Task to carry out:
Show every line of the data that contains the word "pink", copying each one in full.

Position annotation records:
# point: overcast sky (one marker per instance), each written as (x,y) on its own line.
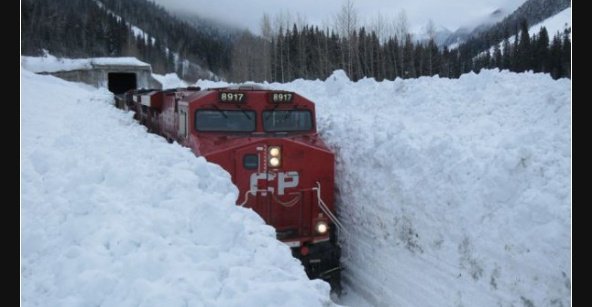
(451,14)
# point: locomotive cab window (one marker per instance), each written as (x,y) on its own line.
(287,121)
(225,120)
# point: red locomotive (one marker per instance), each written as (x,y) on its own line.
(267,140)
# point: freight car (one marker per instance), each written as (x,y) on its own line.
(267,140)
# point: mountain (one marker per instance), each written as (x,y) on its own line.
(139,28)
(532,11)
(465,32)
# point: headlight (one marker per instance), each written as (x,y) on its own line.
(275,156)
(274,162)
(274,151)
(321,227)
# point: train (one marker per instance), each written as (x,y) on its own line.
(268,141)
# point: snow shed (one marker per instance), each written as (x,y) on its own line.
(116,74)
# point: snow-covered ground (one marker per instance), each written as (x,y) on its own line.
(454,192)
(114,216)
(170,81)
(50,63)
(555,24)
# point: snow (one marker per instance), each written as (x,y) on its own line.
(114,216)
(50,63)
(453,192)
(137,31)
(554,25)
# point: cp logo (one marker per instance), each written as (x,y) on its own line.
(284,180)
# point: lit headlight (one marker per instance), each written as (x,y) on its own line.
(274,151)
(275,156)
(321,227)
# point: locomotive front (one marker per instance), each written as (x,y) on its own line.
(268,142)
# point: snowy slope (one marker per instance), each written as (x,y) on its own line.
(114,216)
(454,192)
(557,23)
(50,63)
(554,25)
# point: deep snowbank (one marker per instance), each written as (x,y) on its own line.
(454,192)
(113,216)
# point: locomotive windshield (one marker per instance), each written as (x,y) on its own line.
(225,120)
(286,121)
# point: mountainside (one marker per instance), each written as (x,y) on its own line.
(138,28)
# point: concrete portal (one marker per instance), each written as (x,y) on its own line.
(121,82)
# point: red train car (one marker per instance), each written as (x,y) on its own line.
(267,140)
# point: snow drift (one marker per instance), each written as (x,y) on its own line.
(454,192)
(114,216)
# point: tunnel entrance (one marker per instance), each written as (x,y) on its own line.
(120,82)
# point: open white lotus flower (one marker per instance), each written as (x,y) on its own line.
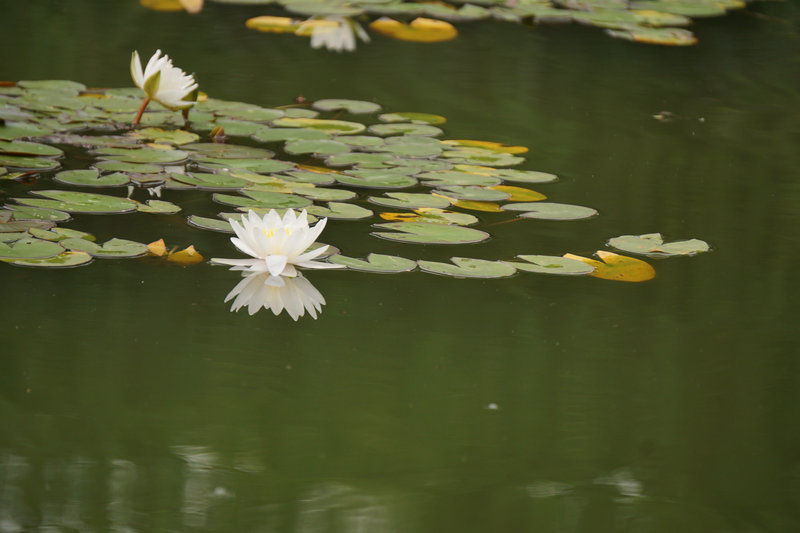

--

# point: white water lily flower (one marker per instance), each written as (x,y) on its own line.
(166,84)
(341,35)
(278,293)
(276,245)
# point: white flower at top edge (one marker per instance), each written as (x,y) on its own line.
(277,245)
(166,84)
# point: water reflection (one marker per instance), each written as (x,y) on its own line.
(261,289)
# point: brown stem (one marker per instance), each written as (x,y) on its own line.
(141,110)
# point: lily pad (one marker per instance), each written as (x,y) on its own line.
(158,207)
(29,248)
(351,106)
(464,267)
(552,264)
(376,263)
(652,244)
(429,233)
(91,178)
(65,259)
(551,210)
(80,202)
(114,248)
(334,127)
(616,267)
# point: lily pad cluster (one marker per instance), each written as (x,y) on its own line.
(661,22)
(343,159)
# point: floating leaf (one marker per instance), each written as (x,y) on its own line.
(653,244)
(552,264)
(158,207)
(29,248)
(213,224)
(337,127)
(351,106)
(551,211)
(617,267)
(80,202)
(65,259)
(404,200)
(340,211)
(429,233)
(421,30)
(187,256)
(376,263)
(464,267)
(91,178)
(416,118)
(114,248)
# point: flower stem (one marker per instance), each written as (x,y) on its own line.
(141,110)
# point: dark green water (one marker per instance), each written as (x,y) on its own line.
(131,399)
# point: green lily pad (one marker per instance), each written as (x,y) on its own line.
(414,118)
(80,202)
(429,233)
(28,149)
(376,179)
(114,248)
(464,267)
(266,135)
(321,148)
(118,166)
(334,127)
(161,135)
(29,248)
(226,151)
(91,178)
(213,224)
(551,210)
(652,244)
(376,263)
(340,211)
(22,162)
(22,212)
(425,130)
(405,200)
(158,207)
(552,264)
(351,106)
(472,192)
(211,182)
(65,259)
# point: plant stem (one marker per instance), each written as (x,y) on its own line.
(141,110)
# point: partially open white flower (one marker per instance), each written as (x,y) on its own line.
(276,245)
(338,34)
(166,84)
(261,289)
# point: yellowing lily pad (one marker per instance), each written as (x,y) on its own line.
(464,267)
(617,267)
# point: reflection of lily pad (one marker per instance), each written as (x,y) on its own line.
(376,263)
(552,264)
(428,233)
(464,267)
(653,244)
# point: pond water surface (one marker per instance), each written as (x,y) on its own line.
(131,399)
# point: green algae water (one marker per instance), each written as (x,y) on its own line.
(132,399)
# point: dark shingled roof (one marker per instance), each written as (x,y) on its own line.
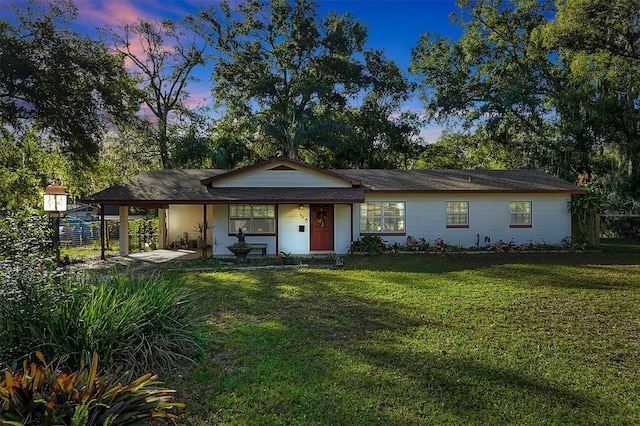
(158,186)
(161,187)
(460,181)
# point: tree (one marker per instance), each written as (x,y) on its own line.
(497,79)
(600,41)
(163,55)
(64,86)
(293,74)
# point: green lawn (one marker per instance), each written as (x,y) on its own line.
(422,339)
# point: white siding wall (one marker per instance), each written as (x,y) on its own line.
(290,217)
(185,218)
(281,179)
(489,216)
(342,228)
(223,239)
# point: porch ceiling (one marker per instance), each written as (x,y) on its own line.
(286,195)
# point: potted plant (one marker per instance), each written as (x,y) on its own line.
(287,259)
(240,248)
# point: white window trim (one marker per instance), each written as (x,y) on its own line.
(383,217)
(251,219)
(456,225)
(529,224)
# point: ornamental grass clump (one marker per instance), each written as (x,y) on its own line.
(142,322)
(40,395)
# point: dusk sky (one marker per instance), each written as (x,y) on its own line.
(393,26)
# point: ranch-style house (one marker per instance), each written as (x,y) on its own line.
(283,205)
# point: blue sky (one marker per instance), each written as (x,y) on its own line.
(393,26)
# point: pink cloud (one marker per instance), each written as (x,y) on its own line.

---

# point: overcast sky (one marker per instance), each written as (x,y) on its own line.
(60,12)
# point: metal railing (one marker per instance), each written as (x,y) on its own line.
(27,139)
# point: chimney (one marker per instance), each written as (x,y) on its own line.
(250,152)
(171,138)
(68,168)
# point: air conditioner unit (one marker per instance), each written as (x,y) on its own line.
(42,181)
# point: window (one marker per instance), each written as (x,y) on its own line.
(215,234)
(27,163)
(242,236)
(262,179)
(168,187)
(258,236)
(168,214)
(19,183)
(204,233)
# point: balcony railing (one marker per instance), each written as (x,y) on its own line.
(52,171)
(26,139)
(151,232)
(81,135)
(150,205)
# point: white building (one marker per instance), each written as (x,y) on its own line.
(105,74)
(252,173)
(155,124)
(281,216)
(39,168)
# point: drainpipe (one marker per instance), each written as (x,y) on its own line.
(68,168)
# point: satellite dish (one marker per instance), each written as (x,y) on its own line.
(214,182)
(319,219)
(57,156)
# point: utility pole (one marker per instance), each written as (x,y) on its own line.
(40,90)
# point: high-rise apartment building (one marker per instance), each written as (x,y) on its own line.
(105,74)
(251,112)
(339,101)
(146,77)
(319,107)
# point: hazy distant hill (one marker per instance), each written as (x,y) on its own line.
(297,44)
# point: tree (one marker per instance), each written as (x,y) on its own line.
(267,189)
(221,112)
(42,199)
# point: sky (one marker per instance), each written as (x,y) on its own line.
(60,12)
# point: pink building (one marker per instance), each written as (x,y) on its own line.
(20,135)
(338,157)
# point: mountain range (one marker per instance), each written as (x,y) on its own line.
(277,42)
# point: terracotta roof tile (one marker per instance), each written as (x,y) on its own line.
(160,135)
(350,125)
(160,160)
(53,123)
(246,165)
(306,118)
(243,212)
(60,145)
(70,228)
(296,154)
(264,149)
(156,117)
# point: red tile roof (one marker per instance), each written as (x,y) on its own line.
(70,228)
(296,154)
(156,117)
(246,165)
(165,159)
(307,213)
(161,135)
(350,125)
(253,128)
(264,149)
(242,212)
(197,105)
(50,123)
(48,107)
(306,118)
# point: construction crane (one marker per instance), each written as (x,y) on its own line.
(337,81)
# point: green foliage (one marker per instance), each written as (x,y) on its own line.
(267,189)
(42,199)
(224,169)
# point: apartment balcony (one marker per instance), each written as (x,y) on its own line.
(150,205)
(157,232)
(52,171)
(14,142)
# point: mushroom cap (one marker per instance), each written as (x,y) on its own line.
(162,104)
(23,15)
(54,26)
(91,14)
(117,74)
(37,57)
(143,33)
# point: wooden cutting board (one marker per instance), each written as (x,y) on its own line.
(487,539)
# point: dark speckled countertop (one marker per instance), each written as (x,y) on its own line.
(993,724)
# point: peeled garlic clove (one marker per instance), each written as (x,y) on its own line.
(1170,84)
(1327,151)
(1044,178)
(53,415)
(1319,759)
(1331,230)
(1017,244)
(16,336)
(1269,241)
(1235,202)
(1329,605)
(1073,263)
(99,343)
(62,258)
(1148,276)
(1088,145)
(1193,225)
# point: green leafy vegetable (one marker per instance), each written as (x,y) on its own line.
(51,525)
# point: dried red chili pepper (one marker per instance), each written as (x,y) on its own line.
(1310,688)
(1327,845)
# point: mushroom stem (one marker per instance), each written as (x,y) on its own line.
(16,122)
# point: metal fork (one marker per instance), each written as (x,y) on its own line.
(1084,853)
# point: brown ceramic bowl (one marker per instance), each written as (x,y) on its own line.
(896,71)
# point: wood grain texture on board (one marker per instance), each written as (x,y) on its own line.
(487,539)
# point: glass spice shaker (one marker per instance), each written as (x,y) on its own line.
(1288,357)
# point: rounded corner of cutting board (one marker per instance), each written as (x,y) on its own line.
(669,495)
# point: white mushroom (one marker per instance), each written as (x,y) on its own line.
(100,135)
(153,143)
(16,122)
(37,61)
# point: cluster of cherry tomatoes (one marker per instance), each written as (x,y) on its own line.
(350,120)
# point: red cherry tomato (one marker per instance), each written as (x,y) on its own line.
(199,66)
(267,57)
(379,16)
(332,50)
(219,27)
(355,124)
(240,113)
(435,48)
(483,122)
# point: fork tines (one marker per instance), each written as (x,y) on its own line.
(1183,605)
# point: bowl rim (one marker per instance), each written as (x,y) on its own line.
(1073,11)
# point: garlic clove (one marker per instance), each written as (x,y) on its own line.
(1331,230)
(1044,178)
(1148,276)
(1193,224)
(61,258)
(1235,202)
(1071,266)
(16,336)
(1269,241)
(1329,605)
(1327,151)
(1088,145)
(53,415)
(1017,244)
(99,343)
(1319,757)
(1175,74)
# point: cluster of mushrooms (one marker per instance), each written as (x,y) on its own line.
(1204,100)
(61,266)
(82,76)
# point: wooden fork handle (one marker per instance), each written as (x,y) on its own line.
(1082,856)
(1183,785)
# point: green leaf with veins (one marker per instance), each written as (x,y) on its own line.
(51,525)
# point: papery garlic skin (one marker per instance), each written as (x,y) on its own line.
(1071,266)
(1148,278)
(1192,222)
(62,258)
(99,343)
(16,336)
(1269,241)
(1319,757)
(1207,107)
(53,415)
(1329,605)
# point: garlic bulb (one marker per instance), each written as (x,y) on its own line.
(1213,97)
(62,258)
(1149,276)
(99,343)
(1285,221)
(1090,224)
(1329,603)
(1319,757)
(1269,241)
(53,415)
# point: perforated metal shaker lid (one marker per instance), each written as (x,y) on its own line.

Exercise result:
# point: pink cloud (one marker per instance), each written as (x,y) on its own line.
# point: pink building (one marker per instance), each written as (x,y) on its own line.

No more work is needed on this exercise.